Texto proporcionado:
- - -

Yo, sin embargo, no creo demasiado que el corazón del asunto dependa enteramente de un futuro asentado en el terror maltusiano: no, no es únicamente que la humanidad crezca y viva más tiempo mientras que la posibilidad de producir comida se ve amenazada por el desequilibrio medioambiental. El problema alimenticio, desde mi perspectiva, tiene esencialmente que ver con un asunto muy serio y muy largo de disparidad social. Es la acumulación de la riqueza, en últimas, lo que ha llevado comunidades autónomas, que van andando al paso de sus propios ritmos y tradiciones históricas, a tener que sumarse a los hábitos del mercado, la siembra y la dieta propuestos por las grandes organizaciones supranacionales y posibilitados por el sistema de créditos del Banco Mundial, bajo los auspicios teóricos de la FAO.
Se trata en el fondo de un proceso de colonización muy profundo, que llega lejos porque hay comunidades tan golpeadas por las problemáticas históricas que, llegadas a los huesos de las emergencias alimentarias, tienen que sumarse al plan de soluciones masivas que vende la ilusión de producir comida en mayores cantidades, de forma más eficiente y más rápida. Paquetes de créditos para abonos, fumigantes y cosechas, diseñados según un modelo industrial, que se imponen en terrenos donde el cuidado de la tierra, el mantenimiento de los cultivos y el intercambio de los alimentos en los mercados es, o era, artesanal, chiquito, local y capaz de producir conocimiento nativo derivado de la naturaleza circundante. Ahora nos tocó a nosotros. Uno siente que el deber básico de los que mandan debería ser fortalecer y proteger las prácticas rurales nativas, no exponerlas a destajo.
Y el drama del futuro es resolver esa tendencia: la de la disparidad, que cada vez es más grave si sumamos el deterioro del medio ambiente y la desaceleración que seguramente vamos a ver darse en la extracción de energía fósil y el uso de la tierra para la producción de biocombustibles, no de alimentos. El panorama, en verdad, no se ve fácil de resolver. Nada parecería poder frenar el crecimiento urbano y a las migraciones rurales no hay quién las devuelva —a menos de que pensemos en un extremo demasiado violento e irracional— a sembrar en el campo y a recuperar el patrimonio de su sabiduría en el tratamiento de la naturaleza, cuando se han asentado por generaciones en la ciudad con su red de supermercados, instituciones e infraestructuras.
En el fondo todos hemos perdido nuestra autonomía a la hora de elegir lo que comemos porque asistimos impávidos a la pérdida de la soberanía con la que deberían poder funcionar quienes trabajan la tierra. Los precios de los alimentos y los ritmos productivos de nuestras propias vidas parecen empujarnos más hacia McDonald’s y al médico que a poder siquiera pensar por dónde empezar a torear este problema.

- - -

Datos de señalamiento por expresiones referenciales
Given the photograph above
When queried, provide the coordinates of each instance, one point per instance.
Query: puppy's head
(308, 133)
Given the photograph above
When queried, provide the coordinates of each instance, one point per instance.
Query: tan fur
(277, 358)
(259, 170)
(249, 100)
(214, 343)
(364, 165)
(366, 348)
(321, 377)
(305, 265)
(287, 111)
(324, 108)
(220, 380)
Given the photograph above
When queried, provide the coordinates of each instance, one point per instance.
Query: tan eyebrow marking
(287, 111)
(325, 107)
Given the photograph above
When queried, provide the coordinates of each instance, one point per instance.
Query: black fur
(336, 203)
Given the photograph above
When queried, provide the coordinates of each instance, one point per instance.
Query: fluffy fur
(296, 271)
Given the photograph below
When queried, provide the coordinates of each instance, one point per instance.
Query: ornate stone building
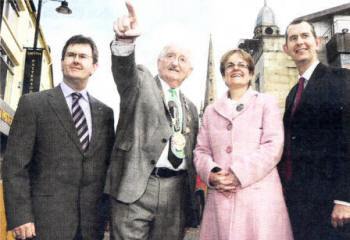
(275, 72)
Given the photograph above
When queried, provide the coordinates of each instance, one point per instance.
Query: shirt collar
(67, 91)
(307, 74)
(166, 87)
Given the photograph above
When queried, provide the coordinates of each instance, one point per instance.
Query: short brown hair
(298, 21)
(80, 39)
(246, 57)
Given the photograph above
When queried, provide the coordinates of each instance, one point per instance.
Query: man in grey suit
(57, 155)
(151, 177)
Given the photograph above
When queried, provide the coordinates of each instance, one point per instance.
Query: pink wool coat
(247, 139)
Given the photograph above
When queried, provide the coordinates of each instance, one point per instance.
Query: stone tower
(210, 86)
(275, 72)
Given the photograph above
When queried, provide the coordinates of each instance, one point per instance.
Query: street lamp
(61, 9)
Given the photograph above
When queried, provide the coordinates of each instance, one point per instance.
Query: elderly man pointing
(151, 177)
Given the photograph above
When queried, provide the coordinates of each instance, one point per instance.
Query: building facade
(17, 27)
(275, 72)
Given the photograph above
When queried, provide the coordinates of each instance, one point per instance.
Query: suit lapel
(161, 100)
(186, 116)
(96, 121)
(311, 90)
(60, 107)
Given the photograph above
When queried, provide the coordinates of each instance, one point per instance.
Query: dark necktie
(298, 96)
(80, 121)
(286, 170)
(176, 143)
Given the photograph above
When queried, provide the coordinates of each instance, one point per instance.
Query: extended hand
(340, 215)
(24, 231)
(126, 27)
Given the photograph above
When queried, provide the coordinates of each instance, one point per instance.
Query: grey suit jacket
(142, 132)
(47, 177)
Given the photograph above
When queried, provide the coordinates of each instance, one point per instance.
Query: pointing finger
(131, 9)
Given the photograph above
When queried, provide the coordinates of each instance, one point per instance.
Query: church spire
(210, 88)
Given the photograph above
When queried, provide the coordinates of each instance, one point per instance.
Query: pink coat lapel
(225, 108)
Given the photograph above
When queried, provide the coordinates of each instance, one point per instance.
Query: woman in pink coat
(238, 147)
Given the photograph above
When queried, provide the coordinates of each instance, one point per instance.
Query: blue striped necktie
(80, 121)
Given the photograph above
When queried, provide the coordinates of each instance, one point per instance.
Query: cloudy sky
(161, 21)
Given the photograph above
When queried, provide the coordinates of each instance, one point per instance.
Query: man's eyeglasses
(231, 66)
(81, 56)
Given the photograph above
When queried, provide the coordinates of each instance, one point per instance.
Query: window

- - -

Acción requerida:
Reproduce sin cambios el pasaje del texto sobre el problema alimentario que va desde "En el fondo todos" hasta "torear este problema.". Los registros no guardan relación con el texto.

Respuesta:
En el fondo todos hemos perdido nuestra autonomía a la hora de elegir lo que comemos porque asistimos impávidos a la pérdida de la soberanía con la que deberían poder funcionar quienes trabajan la tierra. Los precios de los alimentos y los ritmos productivos de nuestras propias vidas parecen empujarnos más hacia McDonald’s y al médico que a poder siquiera pensar por dónde empezar a torear este problema.